## [TASKS AND EXERCISES]
- a) Please summarize the Hacker News thread below in two sentences.
- b) Extend the Hacker News thread below, picking up after its final sentence.

Hacker News new | ask | show | jobs
by vunderba 503 days ago
Please read TFA. The conclusion of the article isn't nearly so simplistic, they're just suggesting that you have to be aware of the natural strengths and weaknesses of LLMs, even multi modal ones particularly around visual pattern recognition vs quantitative pattern recognition.

And yes, the idea that the initial context can sometimes predispose the LLM to consider things in a more narrow manner than a user might otherwise want is definitely well known.

1 comments

The title of the article is "Your AI Can't See Gorillas". That seems demonstrably false.

## [RECORDS PROVIDED]
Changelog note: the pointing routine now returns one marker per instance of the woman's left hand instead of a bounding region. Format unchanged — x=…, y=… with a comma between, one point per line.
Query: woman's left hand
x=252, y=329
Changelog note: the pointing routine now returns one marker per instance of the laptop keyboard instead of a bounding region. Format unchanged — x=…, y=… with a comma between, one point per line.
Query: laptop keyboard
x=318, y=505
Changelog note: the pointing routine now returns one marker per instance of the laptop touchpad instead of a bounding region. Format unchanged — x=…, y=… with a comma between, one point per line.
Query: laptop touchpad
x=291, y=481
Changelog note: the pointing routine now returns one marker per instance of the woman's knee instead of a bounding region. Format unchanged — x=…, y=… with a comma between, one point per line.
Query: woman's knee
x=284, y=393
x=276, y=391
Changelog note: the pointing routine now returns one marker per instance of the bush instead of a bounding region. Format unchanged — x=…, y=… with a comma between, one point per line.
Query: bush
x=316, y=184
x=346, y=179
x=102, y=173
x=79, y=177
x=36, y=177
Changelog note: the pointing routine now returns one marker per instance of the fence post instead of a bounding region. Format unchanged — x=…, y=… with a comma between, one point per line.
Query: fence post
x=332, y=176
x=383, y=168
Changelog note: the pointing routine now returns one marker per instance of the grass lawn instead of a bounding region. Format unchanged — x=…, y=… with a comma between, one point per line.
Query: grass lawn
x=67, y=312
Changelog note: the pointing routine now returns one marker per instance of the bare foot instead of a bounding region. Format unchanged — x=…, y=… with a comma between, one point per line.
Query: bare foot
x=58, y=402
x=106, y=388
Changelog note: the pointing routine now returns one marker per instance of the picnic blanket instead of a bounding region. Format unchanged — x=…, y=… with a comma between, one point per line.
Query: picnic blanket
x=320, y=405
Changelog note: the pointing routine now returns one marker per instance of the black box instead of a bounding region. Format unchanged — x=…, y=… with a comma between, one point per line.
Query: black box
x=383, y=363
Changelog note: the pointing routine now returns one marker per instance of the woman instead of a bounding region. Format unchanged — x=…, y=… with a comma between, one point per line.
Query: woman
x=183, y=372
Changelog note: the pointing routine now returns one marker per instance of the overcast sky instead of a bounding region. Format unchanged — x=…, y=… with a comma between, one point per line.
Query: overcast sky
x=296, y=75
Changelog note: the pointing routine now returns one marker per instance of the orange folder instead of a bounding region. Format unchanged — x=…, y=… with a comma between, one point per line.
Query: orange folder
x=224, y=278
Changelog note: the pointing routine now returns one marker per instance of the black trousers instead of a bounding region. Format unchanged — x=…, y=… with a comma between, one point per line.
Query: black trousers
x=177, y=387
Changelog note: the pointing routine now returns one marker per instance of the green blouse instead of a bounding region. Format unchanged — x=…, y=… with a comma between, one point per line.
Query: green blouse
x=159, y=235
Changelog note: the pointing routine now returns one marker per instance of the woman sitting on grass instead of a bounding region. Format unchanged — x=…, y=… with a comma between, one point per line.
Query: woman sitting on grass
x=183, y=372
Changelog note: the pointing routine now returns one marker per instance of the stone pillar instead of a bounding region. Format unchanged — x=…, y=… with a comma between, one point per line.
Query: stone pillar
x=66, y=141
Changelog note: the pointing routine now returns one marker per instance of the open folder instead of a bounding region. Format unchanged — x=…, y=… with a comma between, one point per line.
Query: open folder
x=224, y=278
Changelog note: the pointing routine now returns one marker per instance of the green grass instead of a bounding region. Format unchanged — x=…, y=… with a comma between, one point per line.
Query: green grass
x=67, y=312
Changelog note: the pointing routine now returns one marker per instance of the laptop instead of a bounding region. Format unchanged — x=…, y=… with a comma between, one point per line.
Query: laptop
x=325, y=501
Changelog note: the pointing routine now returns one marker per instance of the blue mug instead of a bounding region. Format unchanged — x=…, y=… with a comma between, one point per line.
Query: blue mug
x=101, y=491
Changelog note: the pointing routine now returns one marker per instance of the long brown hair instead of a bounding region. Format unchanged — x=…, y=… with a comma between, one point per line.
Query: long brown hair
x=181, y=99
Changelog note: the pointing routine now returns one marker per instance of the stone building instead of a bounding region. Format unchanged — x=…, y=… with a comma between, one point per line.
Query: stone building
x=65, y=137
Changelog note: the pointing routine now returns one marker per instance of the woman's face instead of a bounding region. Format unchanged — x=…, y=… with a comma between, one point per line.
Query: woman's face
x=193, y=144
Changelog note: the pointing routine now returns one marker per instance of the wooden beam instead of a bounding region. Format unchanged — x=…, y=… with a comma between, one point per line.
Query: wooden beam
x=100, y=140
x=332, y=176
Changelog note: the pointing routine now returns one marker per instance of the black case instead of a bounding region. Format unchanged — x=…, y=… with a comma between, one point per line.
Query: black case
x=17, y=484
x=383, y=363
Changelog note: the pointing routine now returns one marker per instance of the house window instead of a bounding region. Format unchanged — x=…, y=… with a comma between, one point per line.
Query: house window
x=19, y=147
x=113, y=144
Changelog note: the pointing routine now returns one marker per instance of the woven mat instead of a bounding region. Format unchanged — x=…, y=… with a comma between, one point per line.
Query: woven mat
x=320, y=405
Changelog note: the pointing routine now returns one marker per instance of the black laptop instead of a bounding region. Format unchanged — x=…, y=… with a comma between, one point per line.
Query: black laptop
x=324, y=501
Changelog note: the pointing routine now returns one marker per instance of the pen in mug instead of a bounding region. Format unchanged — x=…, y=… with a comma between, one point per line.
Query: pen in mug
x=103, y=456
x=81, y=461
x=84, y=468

## [TASK RESULTS]
- a) A commenter asks readers to read the article, saying its conclusion is not simplistic and only suggests being aware of the natural strengths and weaknesses of LLMs, particularly visual versus quantitative pattern recognition. The commenter adds that initial context is known to sometimes predispose an LLM to consider things more narrowly than a user might want, and a reply notes that the article's title, "Your AI Can't See Gorillas," seems demonstrably false.

- b)
The article says:

> Furthermore, their data analysis capabilities seem to focus much more on quantitative metrics and summary statistics, and less on the visual structure of the data

Again, this seems false - or, at best, misleading. I had no problem getting AI to focus on visual structure of the data without any tricks. A more fair statement would be "If you ask an AI a bunch of questions about summary statistics and then show it a scatterplot with an image, then it might continue to focus on summary statistics". But that's not what the concluding paragraph states, and it's not what the title states, either.

you knew that there was a visual gag in there before asking it to.

if you didnt know it was there, and took a look at only the text output, the llm would not have found it to tell you its there

Yeah the people "it gives you the answer when you give it the answer" have kind of ruined my morning. Oh well.